(Data listing)

**********

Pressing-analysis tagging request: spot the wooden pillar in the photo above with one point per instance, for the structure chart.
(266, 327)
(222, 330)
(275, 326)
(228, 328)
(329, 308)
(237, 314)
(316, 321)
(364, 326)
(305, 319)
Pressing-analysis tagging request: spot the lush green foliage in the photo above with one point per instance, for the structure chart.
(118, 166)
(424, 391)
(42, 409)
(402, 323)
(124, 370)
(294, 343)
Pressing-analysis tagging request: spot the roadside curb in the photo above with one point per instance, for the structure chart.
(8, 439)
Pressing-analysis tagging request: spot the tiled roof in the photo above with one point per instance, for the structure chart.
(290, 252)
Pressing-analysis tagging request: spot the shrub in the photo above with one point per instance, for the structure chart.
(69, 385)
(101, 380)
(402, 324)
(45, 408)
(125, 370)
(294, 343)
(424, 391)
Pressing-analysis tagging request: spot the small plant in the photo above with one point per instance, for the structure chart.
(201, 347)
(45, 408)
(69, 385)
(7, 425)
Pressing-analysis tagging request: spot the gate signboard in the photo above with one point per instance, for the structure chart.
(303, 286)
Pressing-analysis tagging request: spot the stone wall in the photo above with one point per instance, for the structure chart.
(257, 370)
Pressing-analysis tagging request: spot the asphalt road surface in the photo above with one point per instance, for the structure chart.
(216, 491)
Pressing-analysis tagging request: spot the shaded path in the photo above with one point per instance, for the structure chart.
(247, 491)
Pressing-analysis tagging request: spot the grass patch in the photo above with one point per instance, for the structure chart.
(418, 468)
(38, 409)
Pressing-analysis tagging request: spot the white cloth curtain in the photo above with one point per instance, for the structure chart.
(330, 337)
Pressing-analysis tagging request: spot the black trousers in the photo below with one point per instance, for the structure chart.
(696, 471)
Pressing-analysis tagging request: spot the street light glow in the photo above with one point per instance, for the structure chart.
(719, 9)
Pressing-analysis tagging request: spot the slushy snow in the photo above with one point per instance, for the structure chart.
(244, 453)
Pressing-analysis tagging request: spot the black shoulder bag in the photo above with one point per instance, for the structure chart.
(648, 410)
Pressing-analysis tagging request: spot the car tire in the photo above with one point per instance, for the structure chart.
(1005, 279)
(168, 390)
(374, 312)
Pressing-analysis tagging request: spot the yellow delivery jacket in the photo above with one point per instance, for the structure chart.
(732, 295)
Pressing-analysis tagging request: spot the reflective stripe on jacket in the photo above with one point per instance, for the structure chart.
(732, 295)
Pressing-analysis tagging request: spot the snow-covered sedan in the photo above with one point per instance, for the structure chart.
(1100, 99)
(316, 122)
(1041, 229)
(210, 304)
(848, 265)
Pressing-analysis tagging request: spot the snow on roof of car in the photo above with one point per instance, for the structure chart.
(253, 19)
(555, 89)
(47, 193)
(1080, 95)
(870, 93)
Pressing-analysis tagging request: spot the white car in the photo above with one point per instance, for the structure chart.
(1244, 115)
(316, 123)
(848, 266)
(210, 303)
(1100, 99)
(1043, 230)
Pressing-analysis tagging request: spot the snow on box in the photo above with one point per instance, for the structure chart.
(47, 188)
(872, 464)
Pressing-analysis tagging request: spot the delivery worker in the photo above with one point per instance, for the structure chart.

**********

**Exercise objective**
Starting at the line that contains "Pressing-analysis tagging request: spot the grass", output each remaining line of the listing, the last line included, exactly as it appears.

**Reply to the task**
Pressing-analysis tagging request: spot the grass patch in the photo above with one point per instance, for the structure chart.
(418, 468)
(38, 409)
Pressing-analysis tagging request: spot the white cloth curtain in the photo above with one point per instance, for the structure chart.
(330, 337)
Pressing-analysis tagging request: spot the black trousers in the photo below with one point per instance, for the structure chart.
(696, 471)
Pressing-analysis tagging request: spot the street light glow in the photo above with one point per instance, for the structure chart.
(719, 9)
Pressing-analysis tagging request: spot the slushy snow in the photo above with one point per instance, for the structure chart.
(244, 453)
Pressing-analysis tagging request: spot the black shoulder bag in the photo above with one point per instance, for the structure chart.
(648, 410)
Pressing-analysis tagging request: spot the car tire in the photo above with one point per instance, for the structure chart.
(1005, 279)
(168, 390)
(374, 312)
Pressing-analysis tagging request: spot the yellow delivery jacket in the photo above with one point per instance, for the structure chart.
(732, 295)
Pressing-analysis tagging request: spot the reflective stripe on jacket in the photo above with one point per instance, for the structure chart.
(732, 295)
Pressing-analysis tagging request: spot the snow-covered sedan in the photo above with one point per instance, for the structure chart.
(1100, 99)
(316, 122)
(1041, 229)
(210, 304)
(848, 265)
Pressing-analysis tagging request: spot the snow on roof of car in the photo above with one point per instance, for the structure chart.
(253, 19)
(555, 89)
(47, 193)
(1080, 95)
(870, 93)
Pressing-analysis tagging request: spot the white car in the photo above with one point per instance, for the structure chart.
(1244, 115)
(316, 123)
(848, 266)
(210, 303)
(1100, 99)
(1043, 230)
Pressing-analysis tagging request: spot the snow on box in the photo above with one point per instance, for the structure chart.
(47, 188)
(872, 464)
Pressing-analysis tagging request: spot the delivery worker in the photo above with one point per instance, for the structure chart.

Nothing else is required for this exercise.